I would install threaded pipe plugs in place of the press fit cups in the oil passages. The pressed in plugs will work, just make sure they are "staked" so they don't come loose. Pipe plugs screw in and won't come loose, but a machine shop may be needed unless you have the taps to do so. 

New oil pump and aftermarket hardened oil pump shaft.

I would install the 3/4 groove main bearings https://www.summitracing.com/parts/slp-113m/overview/make/pontiac


----------



## RMTZ67 (Mar 12, 2011)

Been there done that. Just be prepared financially. Once you crack it open that far. It wants to take the long road home. Lol


----------



## nrc17gto (Apr 23, 2018)

Oh man. I was really hoping to not have to take it all to a machine shop. Was thinking maybe just the heads. I guess this is only necessary if I find some kind of failure or the rear main is leaking right? I was under the car tonight and I cant tell for sure yet if it is the rear main seal or just the oil pan leaking. The oil pan seems to be leaking in multiple points all the way around.

Thanks,
Nick


----------



## RMTZ67 (Mar 12, 2011)

nrc17gto said:


> Oh man. I was really hoping to not have to take it all to a machine shop. Was thinking maybe just the heads. I guess this is only necessary if I find some kind of failure or the rear main is leaking right? I was under the car tonight and I can't tell for sure yet if it is the rear main seal or just the oil pan leaking. The oil pan seems to be leaking in multiple points all the way around.
> 
> Thanks,
> Nick


 I believe mine was leaking thru the rear of the valley pan or distributor. when I pulled the motor it looked like it was running down the back side of the block.behind the flywheel. rear main could have been leaking also tho it was hard to tell. Had a worn cam and a lifter ticking which caused some slight scratching of the crank from cam/lifter shavings. So I decided to rebuild it and get the compression down slightly to run on pump gas. By the way. My car also ran good when I first got it so I put a new gasket set,oil and water pump. Detailed the motor and got ten years out of it.


----------



## dd68gto (Nov 14, 2012)

RMTZ67 said:


> Been there done that. Just be prepared financially. Once you crack it open that far. It wants to take the long road home. Lol


X2 on above. If it's been twenty plus years I will bet you are leaking at main seal. But so do most Pontiacs. I would be ready to do a full rebuild if you start tearing it down . Then it's up to you how far and how many parts need or you want to replace . I will also add that I m willing to bet your into that motor for $2500/3000 if your able to do most work yourself,or double if you have a shop do it. I'm not trying to scare you from doing this but you really need to know up front what your heading for. Please read all you can on the threads on this forum and PY so you understand what you will need to do. Best luck Doug


----------



## nrc17gto (Apr 23, 2018)

I have been reading a good deal on here about intakes as well. My current setup is a performer RPM and I have no complaints on it. I do still have the factory intake that I replaced ~20 years ago. Should I clean and put the factory one back on it or stick with the performer RPM?

It is hard for me to say if the intake helped or hurt since I originally replaced it while doing the cam.

Thanks,
Nick


----------



## BearGFR (Aug 25, 2008)

It's up to you, really. It's doubtful that the Performer intake makes any more power than the factory intake, in fact some tests have shown that it doesn't make quite as much. However it does save you some weight on the front of the car.

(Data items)
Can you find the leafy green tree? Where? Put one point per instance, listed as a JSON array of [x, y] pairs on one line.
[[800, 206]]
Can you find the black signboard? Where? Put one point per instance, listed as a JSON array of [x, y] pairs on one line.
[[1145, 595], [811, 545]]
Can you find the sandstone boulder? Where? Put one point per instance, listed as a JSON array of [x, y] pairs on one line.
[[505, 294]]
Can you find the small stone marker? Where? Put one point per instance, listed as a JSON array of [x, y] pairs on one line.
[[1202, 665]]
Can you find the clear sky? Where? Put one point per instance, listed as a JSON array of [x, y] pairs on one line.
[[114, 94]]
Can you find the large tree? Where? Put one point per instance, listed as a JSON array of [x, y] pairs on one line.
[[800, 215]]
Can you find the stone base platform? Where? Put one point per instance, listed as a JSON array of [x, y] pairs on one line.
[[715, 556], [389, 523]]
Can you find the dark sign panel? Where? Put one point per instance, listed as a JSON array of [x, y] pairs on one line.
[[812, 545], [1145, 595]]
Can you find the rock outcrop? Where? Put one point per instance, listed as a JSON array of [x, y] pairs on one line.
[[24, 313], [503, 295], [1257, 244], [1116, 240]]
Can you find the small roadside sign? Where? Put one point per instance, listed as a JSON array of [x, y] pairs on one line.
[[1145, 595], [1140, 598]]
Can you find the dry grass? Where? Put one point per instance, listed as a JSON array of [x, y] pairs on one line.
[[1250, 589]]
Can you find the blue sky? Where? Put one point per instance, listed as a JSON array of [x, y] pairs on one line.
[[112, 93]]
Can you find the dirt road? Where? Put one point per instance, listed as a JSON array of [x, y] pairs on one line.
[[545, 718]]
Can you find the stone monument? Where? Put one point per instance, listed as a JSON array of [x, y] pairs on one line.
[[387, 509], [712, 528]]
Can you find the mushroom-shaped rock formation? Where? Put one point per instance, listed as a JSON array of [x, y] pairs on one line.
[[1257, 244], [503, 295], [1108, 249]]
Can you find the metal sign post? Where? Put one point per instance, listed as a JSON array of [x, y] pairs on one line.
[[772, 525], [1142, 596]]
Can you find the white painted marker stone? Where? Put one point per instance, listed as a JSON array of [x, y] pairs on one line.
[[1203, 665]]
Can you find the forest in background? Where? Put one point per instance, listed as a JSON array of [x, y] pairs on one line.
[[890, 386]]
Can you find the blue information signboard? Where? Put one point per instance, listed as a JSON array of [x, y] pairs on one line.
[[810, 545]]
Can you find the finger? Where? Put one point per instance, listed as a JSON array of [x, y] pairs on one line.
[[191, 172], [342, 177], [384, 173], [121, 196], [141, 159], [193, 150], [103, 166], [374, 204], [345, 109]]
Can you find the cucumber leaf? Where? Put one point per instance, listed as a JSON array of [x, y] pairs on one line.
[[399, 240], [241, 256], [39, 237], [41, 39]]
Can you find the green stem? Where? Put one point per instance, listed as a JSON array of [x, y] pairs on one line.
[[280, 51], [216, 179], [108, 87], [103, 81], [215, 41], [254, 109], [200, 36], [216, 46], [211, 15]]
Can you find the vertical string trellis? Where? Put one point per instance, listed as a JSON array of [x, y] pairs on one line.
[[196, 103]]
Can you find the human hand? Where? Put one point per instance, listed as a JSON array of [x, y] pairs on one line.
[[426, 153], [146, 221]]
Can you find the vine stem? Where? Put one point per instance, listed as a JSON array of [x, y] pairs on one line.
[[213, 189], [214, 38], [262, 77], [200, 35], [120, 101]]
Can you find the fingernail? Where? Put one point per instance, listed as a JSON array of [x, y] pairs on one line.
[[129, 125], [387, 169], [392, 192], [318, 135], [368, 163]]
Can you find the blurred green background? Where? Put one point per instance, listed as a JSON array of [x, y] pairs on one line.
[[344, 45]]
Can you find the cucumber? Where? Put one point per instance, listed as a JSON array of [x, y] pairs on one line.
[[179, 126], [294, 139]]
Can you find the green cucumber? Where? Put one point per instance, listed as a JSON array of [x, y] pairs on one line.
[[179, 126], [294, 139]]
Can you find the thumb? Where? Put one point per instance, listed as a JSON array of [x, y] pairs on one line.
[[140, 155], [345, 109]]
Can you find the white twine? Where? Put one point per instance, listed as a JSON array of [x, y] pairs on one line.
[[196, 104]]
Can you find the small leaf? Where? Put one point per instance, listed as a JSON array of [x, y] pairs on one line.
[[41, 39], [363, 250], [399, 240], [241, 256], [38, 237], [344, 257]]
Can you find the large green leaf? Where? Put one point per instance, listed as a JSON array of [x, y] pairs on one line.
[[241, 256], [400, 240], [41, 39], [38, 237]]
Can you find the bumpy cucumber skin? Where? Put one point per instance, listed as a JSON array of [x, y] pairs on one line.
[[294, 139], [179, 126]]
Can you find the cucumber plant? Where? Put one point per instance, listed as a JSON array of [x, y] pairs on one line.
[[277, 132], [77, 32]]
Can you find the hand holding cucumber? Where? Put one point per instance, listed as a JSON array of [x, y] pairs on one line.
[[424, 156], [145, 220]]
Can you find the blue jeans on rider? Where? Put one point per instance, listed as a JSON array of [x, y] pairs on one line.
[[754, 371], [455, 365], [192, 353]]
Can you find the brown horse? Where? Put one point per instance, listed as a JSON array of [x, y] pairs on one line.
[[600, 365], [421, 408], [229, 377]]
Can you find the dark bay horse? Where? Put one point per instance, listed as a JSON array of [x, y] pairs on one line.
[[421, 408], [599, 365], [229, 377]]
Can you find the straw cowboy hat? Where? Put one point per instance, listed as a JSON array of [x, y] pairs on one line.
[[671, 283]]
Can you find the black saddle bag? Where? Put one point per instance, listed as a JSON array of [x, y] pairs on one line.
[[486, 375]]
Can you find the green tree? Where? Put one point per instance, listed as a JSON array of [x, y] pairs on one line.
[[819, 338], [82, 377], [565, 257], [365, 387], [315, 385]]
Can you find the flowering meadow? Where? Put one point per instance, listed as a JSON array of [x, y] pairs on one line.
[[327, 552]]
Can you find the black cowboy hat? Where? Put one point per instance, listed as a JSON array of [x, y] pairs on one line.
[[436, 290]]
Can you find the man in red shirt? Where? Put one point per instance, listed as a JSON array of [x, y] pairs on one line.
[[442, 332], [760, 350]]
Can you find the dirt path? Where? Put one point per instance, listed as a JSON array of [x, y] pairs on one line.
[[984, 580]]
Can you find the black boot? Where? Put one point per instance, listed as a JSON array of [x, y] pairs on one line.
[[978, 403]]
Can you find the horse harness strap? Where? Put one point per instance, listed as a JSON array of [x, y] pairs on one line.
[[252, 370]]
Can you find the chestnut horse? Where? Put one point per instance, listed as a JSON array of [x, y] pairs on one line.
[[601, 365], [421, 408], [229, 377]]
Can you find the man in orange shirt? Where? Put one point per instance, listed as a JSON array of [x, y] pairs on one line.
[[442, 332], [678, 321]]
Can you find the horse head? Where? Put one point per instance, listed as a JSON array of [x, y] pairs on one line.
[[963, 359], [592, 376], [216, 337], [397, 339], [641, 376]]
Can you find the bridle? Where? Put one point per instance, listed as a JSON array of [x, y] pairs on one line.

- Short exercise A: In the engine rebuild thread, what advantage does BearGFR say the Performer intake has over the factory intake?
- Short exercise B: Continue the engine rebuild thread from the point where it ends.

- Right answer A: It saves some weight on the front of the car.

- Right answer B:
Bear


----------



## nrc17gto (Apr 23, 2018)

Hi all,

Just wanted to update you guys. We got the engine pulled this last long weekend. We had to pull the passenger side header in order to get it to clear the A-Arm mount so I guess the headers will have to be reinstalled when the engine is back in the car (we know what a pain that is). We got it tore down to the short block and everything is looking great. The pistons and rods appear to be stock and a couple of pistons have some small dings in them (maybe from some prior build?) but overall everything looks great. I am going to get the heads checked out and start making a parts list of what is needed. I have a LOT of cleanup to do now. 

Nick


----------



## nrc17gto (Apr 23, 2018)

*Help!*

So another update. I have been doing a LOT of reading. My initial plan was to just clean this all up and throw it back in after getting the heads milled with a valve job and replacing "replaceable" parts like the water pump for example.

There is a noticeable ring line at the top of the stock bored cylinders that is enough to catch a fingernail on. From my understanding this is likely enough that it should be bored.

So here is my line of thinking that might be getting me down the rabbit hole. If I am going to bore it, I need to replace pistons and rods at the same time and all related components. Shouldn't I really go ahead and just get a 461 stroker kit instead of getting 30 over pistons with forged rods? My 2 biggest concerns are 1). what all outside of the stroker kit I am going to have to do that would be different than just going stock and 2). I'm afraid CR is going to kill me with my #62 iron heads.

I have been looking a bit at aluminum heads but man they are pricey. How much of my current head parts would be transferable, if any? 

I am listing everything I know about this engine down below and I am likely going to have several follow up questions so THANK YOU very much in advance for all the expertise. I am not looking to make a race engine necessarily but I do love the power. It already felt pretty good in the power department and is not really a daily cruiser whatsoever. So if I can make a good deal more power for nearly the same money, that is my goal.


1970 GTO
- 1969 400 D149, #by distributor = 9790071, #on front just below pass. head = 0693249 YS
- #62 heads
- Comp 994-16 dual valve springs
- Screw in 7/16" studs
- Factory 1.5 rockers (I do have brand new Crane 28755-16 roller rockers that I intend to use)
- COMP Cams Magnum 292H Hyd Flat Tappet Camshaft Lift: .501" /.501" Duration: 292°/292°
- Comp 852-16 lifters
- Edelbrock Performer RPM intake
- Hooker Headers Competition 4901
- HEI distributor (have bought a D.U.I. distributor to install in this process)
- Taylor plug wires
- Quadrajet that I had just rebuilt following Clif's guidance
- It appears that the crank, rods, and pistons are factory.
- Probably forgetting something....

Nick


----------



## GTO44 (Apr 11, 2016)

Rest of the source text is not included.